Problem statement:
Transcribe, word for word, the stretch of the article on Calgary's first lake community from "On a cold February" through "a radical idea.".

-- Start of Page excerpt --

March 05, 2021 | Gerald Vander Pyl

Breaking new ground: the fascinating history of Calgary's first lake community

On a cold February day in 1968, a fleet of heavy equipment began stripping the prairie grass from a tract of land in southeast Calgary for a new community.

But any spectators to the activity might have been surprised when the machines started excavating deep into the ground.

It was the unlikely beginnings of Lake Bonavista, a new neighbourhood built by legendary builder and developer E.V. Keith that would become the first manmade lake community in Canada. Calgary now has almost a dozen lake communities, but back in the late 1960s it was a radical idea.

"Crazy," is how Les Cosman recalled the reaction from most people to Keith's plans, formed after he took an airplane flight over some early lake communities in Los Angeles.

"Every year he would look at the California market to see what was going on, because it was so big relative to our market," said Cosman, who would eventually become CEO of Genstar, which bought Keith Construction when Keith's declining health caused him to step away from his businesses.

"He saw lake developments down there and he came back and decided we were going to build a lake."

-- End of Page excerpt --
-- Start of Recorded information --

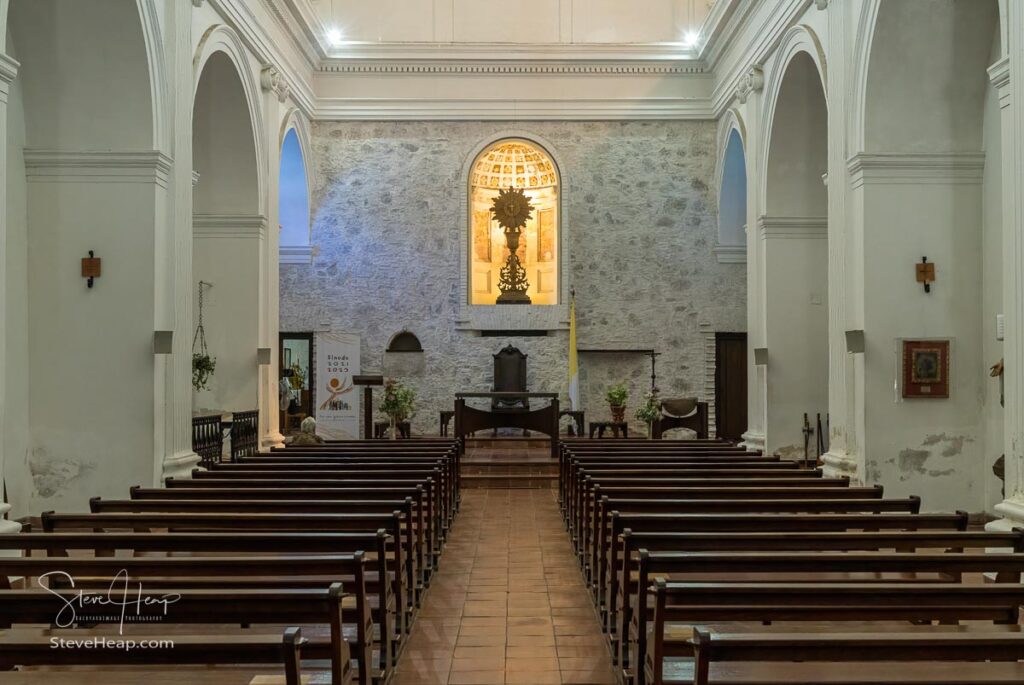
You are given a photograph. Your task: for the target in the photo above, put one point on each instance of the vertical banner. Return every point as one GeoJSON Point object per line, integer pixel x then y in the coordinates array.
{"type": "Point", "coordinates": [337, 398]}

-- End of Recorded information --

Task output:
On a cold February day in 1968, a fleet of heavy equipment began stripping the prairie grass from a tract of land in southeast Calgary for a new community.

But any spectators to the activity might have been surprised when the machines started excavating deep into the ground.

It was the unlikely beginnings of Lake Bonavista, a new neighbourhood built by legendary builder and developer E.V. Keith that would become the first manmade lake community in Canada. Calgary now has almost a dozen lake communities, but back in the late 1960s it was a radical idea.